When I built Whisky, my current work-a-day desktop, back in November 2009 I wanted to boot from one of those blazin’ solid-state drives. Bummer, though, either they were seriously expensive or performed poorly. Poorly, of course, was a relative term; for the most part even the poorest smoke conventional hard drives. Still, as the build expenses mounted the SSD finally fell off the spec list.
Sometime after the build, Seagate brought their hybrid drives to market. Hybrids combine a conventional spinning disk and conventional cache with a few gigabytes of SLC NAND memory configured as a small SSD. The system sees the drive as it would any other drive; an Adaptive Memory (Seagate proprietary) algorithm monitors data use and keeps frequently used stuff on the SSD. You’ll find people arguing over whether or not a hybrid drive provides any kind of performance boost. I wrote about my experiences with the Seagate Momentus XT (ST95005620AS) back in June 2010. Today when I build a multiple drive system I routinely spec a hybrid as a boot drive. It’s cheap and it helps.

- _WHAT THIS EXERCISE ASKS_
[1] Repeat the passage on hybrid drives word for word, beginning at the words "Sometime after the" and stopping after "and it helps.".
[2] According to the passage on hybrid drives, what do hybrids combine with a conventional spinning disk and conventional cache?

Entries drawn from a collection
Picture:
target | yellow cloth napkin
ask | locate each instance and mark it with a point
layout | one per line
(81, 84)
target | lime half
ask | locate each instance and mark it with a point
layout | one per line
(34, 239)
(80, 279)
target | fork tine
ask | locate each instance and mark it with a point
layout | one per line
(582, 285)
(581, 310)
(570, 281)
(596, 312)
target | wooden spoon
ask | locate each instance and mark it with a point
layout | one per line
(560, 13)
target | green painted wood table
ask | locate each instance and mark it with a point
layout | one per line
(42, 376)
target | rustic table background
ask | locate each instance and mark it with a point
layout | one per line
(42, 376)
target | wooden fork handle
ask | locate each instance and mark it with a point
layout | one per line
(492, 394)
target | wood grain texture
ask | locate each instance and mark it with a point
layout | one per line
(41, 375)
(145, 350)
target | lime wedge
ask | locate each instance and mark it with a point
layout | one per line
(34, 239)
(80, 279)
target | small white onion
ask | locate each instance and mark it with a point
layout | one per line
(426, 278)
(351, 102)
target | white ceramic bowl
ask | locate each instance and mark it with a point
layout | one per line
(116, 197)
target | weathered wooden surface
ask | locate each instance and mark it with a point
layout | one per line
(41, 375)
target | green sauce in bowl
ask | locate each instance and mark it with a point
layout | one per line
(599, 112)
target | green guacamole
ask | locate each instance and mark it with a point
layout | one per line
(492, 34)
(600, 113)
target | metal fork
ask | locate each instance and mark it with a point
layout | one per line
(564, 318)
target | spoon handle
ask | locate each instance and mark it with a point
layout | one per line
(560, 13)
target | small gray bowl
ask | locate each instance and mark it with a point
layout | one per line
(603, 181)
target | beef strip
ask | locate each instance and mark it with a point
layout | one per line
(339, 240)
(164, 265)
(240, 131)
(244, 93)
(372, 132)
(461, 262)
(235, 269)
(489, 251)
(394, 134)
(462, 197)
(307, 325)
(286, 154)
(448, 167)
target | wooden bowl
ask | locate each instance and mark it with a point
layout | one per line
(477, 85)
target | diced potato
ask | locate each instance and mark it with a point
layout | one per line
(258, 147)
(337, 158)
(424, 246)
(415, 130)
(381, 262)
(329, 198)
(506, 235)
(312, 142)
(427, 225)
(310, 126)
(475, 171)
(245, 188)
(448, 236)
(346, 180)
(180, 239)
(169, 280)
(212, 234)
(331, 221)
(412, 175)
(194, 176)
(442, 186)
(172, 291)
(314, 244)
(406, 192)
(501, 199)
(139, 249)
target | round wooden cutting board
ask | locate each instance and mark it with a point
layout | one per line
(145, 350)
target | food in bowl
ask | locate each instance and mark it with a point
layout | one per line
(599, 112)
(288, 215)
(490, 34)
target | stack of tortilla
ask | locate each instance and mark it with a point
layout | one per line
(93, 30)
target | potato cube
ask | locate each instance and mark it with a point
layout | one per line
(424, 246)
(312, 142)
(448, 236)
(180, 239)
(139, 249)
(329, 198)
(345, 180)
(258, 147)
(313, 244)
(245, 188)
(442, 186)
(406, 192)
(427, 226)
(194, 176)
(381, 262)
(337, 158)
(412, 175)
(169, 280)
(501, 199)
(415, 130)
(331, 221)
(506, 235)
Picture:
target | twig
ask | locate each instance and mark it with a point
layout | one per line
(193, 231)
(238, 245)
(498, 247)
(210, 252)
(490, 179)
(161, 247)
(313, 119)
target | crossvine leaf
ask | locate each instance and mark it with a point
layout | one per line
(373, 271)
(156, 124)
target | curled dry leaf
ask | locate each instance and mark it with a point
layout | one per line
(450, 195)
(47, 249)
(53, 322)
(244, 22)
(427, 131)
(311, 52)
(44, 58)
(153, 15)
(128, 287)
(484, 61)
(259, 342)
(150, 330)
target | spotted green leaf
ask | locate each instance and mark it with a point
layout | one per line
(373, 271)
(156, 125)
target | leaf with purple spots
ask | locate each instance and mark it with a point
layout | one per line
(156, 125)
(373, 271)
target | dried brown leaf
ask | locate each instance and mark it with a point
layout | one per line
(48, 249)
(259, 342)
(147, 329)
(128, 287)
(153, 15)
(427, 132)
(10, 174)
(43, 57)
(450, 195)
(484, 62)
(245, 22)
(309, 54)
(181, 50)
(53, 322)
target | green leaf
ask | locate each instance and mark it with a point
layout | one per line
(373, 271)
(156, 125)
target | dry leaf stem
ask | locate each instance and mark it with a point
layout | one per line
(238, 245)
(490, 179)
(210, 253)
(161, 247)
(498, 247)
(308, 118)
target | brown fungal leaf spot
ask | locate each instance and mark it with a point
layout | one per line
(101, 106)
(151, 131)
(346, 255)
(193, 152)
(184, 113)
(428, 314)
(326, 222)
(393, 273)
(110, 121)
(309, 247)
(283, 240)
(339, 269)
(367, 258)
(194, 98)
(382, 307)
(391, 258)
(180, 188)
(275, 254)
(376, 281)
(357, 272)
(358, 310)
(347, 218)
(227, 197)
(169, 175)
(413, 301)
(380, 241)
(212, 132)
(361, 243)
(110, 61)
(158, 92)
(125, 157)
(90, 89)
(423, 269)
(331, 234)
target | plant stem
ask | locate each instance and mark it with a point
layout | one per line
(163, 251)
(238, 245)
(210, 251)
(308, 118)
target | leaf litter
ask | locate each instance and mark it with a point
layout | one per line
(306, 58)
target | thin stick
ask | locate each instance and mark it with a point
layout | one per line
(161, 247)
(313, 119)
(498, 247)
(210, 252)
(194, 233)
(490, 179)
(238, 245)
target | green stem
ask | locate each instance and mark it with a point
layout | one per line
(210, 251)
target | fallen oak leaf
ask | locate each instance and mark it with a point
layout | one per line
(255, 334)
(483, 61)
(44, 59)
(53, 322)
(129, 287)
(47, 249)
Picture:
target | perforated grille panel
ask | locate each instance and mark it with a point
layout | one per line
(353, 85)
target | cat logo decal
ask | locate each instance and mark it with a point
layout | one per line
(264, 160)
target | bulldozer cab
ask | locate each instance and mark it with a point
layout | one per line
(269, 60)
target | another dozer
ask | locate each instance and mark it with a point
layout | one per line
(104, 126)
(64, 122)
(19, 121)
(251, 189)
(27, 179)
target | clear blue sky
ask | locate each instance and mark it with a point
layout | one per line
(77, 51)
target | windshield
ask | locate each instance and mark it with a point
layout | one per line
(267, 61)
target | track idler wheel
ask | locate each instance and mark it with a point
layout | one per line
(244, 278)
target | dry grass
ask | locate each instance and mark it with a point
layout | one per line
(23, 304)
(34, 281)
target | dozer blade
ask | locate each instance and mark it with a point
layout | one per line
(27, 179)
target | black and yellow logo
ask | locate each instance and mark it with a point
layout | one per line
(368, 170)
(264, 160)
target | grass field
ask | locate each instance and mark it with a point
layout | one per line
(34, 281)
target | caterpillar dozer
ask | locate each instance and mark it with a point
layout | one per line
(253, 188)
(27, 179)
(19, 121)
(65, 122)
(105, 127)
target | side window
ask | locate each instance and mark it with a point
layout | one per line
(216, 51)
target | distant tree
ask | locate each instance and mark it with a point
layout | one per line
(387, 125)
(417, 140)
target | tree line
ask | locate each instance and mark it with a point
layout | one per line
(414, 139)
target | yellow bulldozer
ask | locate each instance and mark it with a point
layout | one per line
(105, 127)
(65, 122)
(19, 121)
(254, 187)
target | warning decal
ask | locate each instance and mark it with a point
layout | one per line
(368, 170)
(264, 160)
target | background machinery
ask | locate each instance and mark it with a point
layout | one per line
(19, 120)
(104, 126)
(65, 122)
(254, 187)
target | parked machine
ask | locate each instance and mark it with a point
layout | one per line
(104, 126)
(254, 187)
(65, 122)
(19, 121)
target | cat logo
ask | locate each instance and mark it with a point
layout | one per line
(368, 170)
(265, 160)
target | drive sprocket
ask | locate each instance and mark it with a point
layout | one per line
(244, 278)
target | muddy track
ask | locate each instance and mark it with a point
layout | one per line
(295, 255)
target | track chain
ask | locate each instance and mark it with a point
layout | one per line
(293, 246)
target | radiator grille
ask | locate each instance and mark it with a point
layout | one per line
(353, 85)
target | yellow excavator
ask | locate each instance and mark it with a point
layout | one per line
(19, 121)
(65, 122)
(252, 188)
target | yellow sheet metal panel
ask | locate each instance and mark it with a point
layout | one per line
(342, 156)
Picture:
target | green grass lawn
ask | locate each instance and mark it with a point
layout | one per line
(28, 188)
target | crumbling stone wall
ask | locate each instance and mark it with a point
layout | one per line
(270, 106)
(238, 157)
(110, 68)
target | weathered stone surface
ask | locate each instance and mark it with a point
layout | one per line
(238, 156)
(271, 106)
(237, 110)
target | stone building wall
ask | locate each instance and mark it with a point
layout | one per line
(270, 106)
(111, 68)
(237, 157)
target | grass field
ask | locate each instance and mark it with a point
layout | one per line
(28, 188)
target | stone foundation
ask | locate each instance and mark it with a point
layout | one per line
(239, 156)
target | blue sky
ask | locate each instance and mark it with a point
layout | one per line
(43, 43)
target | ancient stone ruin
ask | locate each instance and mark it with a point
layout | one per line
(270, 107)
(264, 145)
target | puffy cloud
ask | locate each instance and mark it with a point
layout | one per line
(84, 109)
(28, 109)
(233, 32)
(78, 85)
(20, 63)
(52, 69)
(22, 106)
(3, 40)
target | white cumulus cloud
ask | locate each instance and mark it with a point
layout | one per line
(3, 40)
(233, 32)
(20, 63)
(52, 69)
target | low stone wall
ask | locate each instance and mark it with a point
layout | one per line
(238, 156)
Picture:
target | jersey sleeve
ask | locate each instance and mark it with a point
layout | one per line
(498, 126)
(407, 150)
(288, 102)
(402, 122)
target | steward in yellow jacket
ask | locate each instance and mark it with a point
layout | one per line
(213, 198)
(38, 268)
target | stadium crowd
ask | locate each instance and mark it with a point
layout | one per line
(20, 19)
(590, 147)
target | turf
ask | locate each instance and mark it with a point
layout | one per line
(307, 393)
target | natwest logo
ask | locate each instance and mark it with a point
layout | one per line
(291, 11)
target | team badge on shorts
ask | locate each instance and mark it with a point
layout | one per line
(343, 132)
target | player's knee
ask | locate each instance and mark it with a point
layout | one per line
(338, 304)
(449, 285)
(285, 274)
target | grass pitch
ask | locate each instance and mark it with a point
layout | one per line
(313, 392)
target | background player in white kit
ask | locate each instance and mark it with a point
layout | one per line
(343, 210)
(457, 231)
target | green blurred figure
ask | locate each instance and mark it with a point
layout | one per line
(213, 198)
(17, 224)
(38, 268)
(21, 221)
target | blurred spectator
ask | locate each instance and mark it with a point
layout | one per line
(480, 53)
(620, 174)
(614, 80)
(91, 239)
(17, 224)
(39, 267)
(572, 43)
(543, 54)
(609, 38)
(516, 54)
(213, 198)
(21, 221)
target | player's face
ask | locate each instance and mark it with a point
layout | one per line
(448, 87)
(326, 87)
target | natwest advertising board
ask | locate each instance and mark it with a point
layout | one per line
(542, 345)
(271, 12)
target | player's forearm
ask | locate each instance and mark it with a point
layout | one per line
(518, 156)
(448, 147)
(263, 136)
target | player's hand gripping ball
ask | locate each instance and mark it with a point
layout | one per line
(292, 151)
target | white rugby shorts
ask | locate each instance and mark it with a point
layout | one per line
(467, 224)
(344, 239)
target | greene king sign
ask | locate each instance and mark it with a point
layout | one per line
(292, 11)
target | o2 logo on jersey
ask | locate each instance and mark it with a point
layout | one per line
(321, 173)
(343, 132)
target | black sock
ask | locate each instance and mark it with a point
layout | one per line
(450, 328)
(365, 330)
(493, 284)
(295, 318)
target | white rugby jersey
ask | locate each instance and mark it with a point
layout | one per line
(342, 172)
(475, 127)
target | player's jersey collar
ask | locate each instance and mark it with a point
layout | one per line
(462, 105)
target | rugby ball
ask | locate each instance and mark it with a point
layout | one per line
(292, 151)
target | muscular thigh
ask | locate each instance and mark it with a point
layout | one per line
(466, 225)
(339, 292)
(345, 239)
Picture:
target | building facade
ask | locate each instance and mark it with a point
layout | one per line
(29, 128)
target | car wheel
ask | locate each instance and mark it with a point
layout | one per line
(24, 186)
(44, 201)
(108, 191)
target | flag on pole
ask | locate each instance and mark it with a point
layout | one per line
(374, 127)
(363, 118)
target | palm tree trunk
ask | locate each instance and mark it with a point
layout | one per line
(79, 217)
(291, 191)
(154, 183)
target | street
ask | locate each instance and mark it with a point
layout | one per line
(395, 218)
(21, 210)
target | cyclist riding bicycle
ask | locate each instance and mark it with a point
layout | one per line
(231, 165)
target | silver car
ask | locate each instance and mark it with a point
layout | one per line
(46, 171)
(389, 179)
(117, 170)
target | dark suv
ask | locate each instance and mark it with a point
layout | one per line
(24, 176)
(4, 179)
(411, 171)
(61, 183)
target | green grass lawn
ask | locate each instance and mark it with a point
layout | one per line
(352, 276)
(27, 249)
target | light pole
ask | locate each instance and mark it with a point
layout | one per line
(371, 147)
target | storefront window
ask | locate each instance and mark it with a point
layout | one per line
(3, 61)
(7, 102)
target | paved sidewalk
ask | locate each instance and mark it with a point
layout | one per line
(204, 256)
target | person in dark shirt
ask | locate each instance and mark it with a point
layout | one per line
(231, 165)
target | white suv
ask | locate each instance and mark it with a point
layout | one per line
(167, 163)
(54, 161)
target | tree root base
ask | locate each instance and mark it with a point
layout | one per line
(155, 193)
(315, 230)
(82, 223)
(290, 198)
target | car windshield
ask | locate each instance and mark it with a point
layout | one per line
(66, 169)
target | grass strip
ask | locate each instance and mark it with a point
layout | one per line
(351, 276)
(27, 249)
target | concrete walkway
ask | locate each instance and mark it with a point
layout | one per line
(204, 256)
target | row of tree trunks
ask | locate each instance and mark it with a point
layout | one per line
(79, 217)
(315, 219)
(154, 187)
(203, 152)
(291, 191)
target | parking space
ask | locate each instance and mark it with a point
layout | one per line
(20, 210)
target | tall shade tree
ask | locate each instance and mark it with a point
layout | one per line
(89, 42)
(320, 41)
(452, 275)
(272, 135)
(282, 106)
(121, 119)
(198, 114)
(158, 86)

- _RESPONSES TO THE TASKS_
[1]
Sometime after the build, Seagate brought their hybrid drives to market. Hybrids combine a conventional spinning disk and conventional cache with a few gigabytes of SLC NAND memory configured as a small SSD. The system sees the drive as it would any other drive; an Adaptive Memory (Seagate proprietary) algorithm monitors data use and keeps frequently used stuff on the SSD. You’ll find people arguing over whether or not a hybrid drive provides any kind of performance boost. I wrote about my experiences with the Seagate Momentus XT (ST95005620AS) back in June 2010. Today when I build a multiple drive system I routinely spec a hybrid as a boot drive. It’s cheap and it helps.

[2] A few gigabytes of SLC NAND memory configured as a small SSD.